**Set task**
Copy every line of the items below that contains the string "segment". Case counts.

**Records supplied**
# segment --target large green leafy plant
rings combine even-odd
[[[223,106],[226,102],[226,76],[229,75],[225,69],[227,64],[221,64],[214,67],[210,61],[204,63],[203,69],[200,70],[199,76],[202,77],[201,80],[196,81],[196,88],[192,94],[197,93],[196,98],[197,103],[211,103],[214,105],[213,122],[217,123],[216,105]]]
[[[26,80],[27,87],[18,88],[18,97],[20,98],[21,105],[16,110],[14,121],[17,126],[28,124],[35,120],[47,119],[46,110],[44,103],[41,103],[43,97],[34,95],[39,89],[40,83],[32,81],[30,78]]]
...
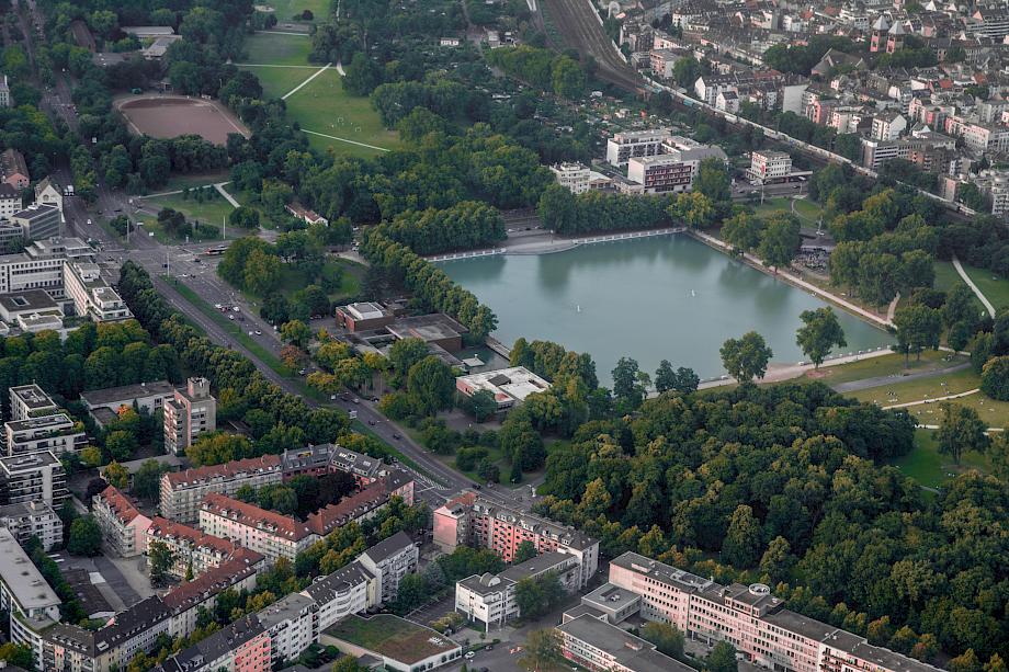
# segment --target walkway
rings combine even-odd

**Response to this exercise**
# segment --target large green leafy plant
# segment --target walkway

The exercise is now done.